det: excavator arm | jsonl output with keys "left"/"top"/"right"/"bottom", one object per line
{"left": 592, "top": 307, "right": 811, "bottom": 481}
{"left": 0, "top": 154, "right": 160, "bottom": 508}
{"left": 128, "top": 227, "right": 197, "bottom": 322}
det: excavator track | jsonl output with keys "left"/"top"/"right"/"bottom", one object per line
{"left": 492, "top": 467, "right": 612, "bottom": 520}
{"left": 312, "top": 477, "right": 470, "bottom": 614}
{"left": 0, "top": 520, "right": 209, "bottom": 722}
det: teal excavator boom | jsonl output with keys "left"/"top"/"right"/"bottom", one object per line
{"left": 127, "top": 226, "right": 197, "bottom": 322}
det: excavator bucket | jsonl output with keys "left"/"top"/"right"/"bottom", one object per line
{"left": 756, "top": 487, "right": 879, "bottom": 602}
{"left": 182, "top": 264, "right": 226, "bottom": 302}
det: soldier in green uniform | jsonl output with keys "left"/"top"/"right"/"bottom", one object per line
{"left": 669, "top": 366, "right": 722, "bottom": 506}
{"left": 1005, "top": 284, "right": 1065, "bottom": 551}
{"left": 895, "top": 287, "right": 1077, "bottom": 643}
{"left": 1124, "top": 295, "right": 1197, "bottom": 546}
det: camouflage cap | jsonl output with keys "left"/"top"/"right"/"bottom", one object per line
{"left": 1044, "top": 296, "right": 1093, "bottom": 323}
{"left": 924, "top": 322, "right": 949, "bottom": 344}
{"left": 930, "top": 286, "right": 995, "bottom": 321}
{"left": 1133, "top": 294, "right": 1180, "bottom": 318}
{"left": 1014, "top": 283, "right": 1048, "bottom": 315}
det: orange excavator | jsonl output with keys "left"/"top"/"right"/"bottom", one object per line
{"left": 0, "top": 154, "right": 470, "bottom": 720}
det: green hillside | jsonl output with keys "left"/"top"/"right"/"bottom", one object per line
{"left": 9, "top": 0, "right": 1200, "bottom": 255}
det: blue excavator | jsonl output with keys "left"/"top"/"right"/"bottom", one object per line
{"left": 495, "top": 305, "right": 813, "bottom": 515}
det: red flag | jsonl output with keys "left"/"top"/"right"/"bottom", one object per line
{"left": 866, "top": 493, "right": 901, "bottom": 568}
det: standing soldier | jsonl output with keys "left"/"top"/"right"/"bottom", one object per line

_____

Aim of the exercise |
Please retype the listing above with no line missing.

Output |
det: excavator arm | jsonl output with keys "left"/"top"/"right"/"bottom", one object per line
{"left": 592, "top": 307, "right": 811, "bottom": 481}
{"left": 0, "top": 154, "right": 160, "bottom": 508}
{"left": 128, "top": 227, "right": 197, "bottom": 322}
det: excavator track | jsonl output with keys "left"/"top"/"right"/"bottom", one object per line
{"left": 492, "top": 467, "right": 612, "bottom": 520}
{"left": 312, "top": 477, "right": 470, "bottom": 614}
{"left": 0, "top": 520, "right": 209, "bottom": 722}
det: teal excavator boom | jsonl output with keys "left"/"top"/"right"/"bottom", one object per line
{"left": 127, "top": 226, "right": 197, "bottom": 322}
det: excavator bucket | jsonl output with keys "left"/"top"/"right"/"bottom", one object per line
{"left": 756, "top": 487, "right": 879, "bottom": 602}
{"left": 182, "top": 264, "right": 226, "bottom": 302}
det: soldier in green uniform | jsonl output with keys "left"/"top"/"right"/"bottom", one object per line
{"left": 669, "top": 366, "right": 722, "bottom": 506}
{"left": 1005, "top": 284, "right": 1065, "bottom": 551}
{"left": 895, "top": 287, "right": 1077, "bottom": 643}
{"left": 1124, "top": 295, "right": 1197, "bottom": 546}
det: camouflage cap | jsonl output with keys "left"/"top"/"right"/"bottom", one object per line
{"left": 1044, "top": 296, "right": 1093, "bottom": 323}
{"left": 924, "top": 322, "right": 949, "bottom": 344}
{"left": 930, "top": 286, "right": 995, "bottom": 321}
{"left": 1133, "top": 294, "right": 1180, "bottom": 318}
{"left": 1014, "top": 283, "right": 1048, "bottom": 315}
det: orange excavator | jsonl output with keys "left"/"top"/"right"/"bottom", one object per line
{"left": 0, "top": 154, "right": 470, "bottom": 720}
det: green hillside | jsonl output with keys "left"/"top"/"right"/"bottom", one object per line
{"left": 9, "top": 0, "right": 1200, "bottom": 255}
det: blue excavator | jsonl output with keys "left"/"top"/"right"/"bottom", one object per line
{"left": 495, "top": 305, "right": 813, "bottom": 515}
det: red flag | jsonl output with keys "left"/"top"/"right"/"bottom", one object per line
{"left": 866, "top": 493, "right": 901, "bottom": 568}
det: standing soldier | jsonl output with keys "left"/"top"/"right"/"bottom", one object per line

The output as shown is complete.